Quote word for word from the line holding "Wildlife-survey tagging: tag each instance of the wooden door in" to the last line below, including both, and omit any pictures.

%%

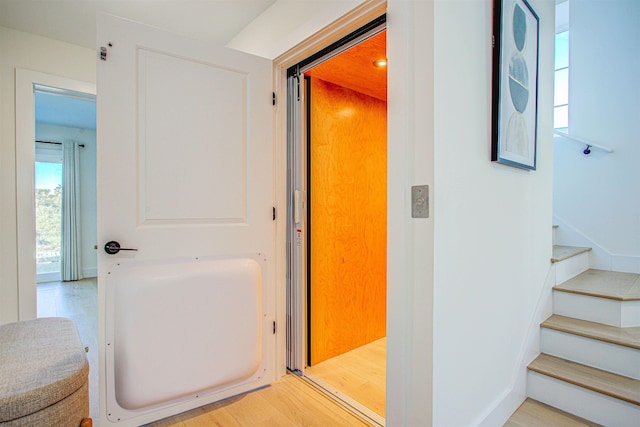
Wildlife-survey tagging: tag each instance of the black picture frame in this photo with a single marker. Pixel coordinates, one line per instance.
(514, 118)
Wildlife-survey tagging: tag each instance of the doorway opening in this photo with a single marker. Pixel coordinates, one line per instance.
(65, 214)
(337, 220)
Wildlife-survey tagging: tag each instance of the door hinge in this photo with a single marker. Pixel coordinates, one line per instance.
(103, 52)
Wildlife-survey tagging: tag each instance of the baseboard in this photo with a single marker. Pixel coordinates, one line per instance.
(600, 257)
(516, 393)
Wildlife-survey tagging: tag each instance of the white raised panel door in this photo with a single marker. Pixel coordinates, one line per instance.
(185, 176)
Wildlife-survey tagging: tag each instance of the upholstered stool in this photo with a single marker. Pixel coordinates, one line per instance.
(44, 374)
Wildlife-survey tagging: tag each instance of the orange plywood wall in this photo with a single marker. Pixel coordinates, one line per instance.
(348, 220)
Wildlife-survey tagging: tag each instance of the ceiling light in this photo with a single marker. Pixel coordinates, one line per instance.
(380, 63)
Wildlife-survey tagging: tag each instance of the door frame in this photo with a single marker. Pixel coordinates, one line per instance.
(25, 183)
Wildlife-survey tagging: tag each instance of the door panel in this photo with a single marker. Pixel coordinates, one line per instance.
(348, 221)
(185, 176)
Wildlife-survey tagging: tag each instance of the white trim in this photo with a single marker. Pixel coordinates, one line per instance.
(505, 405)
(25, 160)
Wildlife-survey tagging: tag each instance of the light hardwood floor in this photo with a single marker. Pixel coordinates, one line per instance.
(288, 402)
(360, 374)
(535, 414)
(77, 301)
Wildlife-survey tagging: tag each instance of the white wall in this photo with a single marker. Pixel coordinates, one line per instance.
(492, 223)
(88, 226)
(22, 50)
(596, 197)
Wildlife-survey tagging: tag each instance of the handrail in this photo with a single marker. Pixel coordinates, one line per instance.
(582, 141)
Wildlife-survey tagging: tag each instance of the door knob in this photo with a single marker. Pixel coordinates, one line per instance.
(113, 248)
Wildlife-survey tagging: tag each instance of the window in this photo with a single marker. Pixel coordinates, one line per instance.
(48, 210)
(561, 80)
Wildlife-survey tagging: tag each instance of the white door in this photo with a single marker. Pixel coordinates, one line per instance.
(185, 176)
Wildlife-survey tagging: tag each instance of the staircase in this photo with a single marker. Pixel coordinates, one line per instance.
(588, 372)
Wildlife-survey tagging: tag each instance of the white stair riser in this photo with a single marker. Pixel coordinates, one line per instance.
(630, 313)
(601, 310)
(571, 267)
(584, 403)
(599, 354)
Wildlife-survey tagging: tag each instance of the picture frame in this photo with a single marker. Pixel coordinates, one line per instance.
(514, 112)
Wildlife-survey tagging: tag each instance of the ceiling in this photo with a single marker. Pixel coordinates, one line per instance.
(73, 21)
(354, 68)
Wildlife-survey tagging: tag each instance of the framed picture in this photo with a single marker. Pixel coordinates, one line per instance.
(515, 84)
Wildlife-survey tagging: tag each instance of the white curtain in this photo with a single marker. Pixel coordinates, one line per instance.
(70, 256)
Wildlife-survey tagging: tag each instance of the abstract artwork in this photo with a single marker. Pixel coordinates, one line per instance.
(515, 84)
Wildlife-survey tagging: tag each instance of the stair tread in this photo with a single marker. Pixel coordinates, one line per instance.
(537, 414)
(614, 385)
(562, 252)
(628, 337)
(604, 284)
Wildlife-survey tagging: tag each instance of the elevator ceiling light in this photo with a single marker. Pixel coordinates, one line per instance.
(380, 63)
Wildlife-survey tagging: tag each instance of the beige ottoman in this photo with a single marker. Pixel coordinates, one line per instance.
(43, 374)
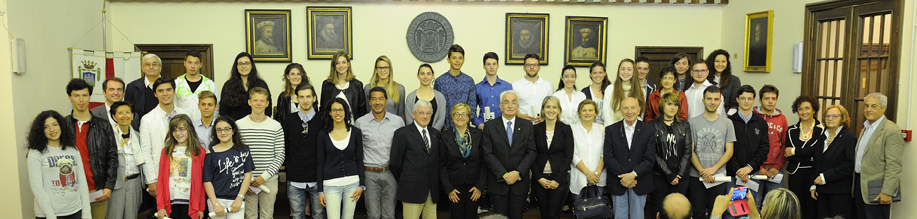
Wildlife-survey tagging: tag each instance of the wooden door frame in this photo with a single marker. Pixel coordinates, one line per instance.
(206, 50)
(809, 86)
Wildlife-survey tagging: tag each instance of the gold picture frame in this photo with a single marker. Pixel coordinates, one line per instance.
(585, 40)
(330, 31)
(758, 51)
(526, 33)
(267, 35)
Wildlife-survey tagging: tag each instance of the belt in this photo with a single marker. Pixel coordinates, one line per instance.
(377, 169)
(126, 178)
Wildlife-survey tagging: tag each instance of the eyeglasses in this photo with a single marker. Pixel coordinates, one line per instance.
(305, 129)
(227, 129)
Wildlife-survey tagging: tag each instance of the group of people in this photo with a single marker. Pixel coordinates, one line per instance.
(184, 151)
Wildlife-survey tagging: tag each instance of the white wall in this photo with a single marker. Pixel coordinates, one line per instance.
(380, 28)
(9, 155)
(48, 28)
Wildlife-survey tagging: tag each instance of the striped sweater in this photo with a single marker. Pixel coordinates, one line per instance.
(265, 141)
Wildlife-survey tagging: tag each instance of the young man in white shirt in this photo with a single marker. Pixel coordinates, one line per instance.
(531, 89)
(191, 84)
(154, 126)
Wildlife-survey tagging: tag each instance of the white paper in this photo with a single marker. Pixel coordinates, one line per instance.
(93, 196)
(255, 189)
(751, 184)
(777, 178)
(717, 182)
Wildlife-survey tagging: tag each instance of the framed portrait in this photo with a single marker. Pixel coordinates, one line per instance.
(526, 33)
(584, 40)
(330, 31)
(758, 37)
(267, 35)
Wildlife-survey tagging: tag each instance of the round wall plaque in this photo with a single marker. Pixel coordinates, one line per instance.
(430, 36)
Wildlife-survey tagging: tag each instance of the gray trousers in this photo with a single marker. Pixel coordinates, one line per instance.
(125, 202)
(381, 188)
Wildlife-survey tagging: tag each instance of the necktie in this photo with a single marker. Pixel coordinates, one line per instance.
(509, 133)
(426, 141)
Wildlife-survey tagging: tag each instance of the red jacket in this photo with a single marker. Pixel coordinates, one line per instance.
(776, 134)
(197, 199)
(652, 105)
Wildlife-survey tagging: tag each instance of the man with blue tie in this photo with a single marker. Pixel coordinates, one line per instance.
(415, 164)
(630, 151)
(509, 151)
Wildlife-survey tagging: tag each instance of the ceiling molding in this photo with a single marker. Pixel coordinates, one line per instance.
(611, 2)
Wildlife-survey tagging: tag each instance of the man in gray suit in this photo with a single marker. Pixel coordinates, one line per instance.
(878, 160)
(113, 90)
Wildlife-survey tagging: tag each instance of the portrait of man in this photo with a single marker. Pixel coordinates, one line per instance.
(586, 49)
(757, 42)
(527, 38)
(330, 33)
(265, 35)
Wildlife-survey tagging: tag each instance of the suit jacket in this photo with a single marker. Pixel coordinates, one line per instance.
(882, 159)
(639, 158)
(502, 158)
(457, 170)
(560, 154)
(836, 163)
(416, 170)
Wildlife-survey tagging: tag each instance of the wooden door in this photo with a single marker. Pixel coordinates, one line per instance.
(661, 57)
(853, 49)
(173, 57)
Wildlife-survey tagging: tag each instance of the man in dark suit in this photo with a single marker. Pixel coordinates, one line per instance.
(113, 90)
(878, 160)
(509, 151)
(415, 164)
(630, 150)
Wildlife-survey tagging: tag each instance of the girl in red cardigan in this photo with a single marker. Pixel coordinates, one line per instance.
(180, 192)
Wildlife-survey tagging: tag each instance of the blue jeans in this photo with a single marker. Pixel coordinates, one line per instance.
(297, 198)
(338, 201)
(628, 205)
(757, 195)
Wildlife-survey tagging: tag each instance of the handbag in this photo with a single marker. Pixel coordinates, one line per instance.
(592, 205)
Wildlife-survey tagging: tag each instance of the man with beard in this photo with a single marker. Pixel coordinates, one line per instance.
(329, 39)
(526, 44)
(266, 45)
(586, 50)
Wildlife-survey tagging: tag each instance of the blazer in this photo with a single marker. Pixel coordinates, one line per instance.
(457, 170)
(439, 117)
(415, 169)
(501, 157)
(560, 154)
(639, 158)
(751, 145)
(675, 165)
(804, 149)
(882, 159)
(836, 163)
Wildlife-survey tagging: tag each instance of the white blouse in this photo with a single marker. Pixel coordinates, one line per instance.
(588, 148)
(568, 106)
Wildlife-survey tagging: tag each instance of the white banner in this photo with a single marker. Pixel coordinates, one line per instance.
(91, 67)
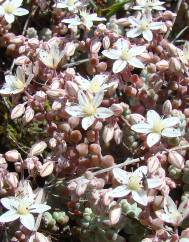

%%

--- Output of the exercise ---
Wildlife-survey tagging: tag each instance of the wooden door in this photo with a single marker. Pixel coordinates, one line per instance.
(661, 57)
(853, 49)
(173, 57)
Wildlife-survey tagging: tag each instance of the man in dark suit in this photo with a single marker. Pixel coordinates, one line per instance.
(113, 90)
(878, 160)
(509, 151)
(415, 164)
(630, 150)
Wildlife-survey tagging: tag each instance of the girl in red cardigan in this photo with a single marker. Pixel coordinates, one line per instance.
(180, 192)
Wildlife-survey tagging: tag each instance of the blue jeans in this photo with a single marker. Pixel coordinates, one line per instance.
(297, 198)
(338, 201)
(628, 205)
(757, 195)
Wildlife-survey tagging: tag each instance of the handbag in this photo with a single marker. Pixel coordinates, one line per instance.
(592, 205)
Wildlife-survey tagging: tag each instance of the man with beard in this photo with a single marker. Pixel coordinates, one line per instance.
(329, 39)
(526, 44)
(266, 45)
(586, 50)
Wildlife-survey tagging: tag each instance of the blazer in this photo with a single marker. Pixel coordinates, one line per instance.
(457, 170)
(439, 117)
(415, 169)
(501, 157)
(560, 154)
(639, 158)
(751, 145)
(675, 165)
(804, 149)
(882, 159)
(836, 163)
Wildlife-survey tagging: tag each instance of the white blouse in this photo with a single marker. Pixel coordinates, one line per instance.
(588, 148)
(568, 106)
Wildlife-survey tagging: tag each instance of the white banner in this photo with a single marker. Pixel coordinates, one line per instance.
(91, 67)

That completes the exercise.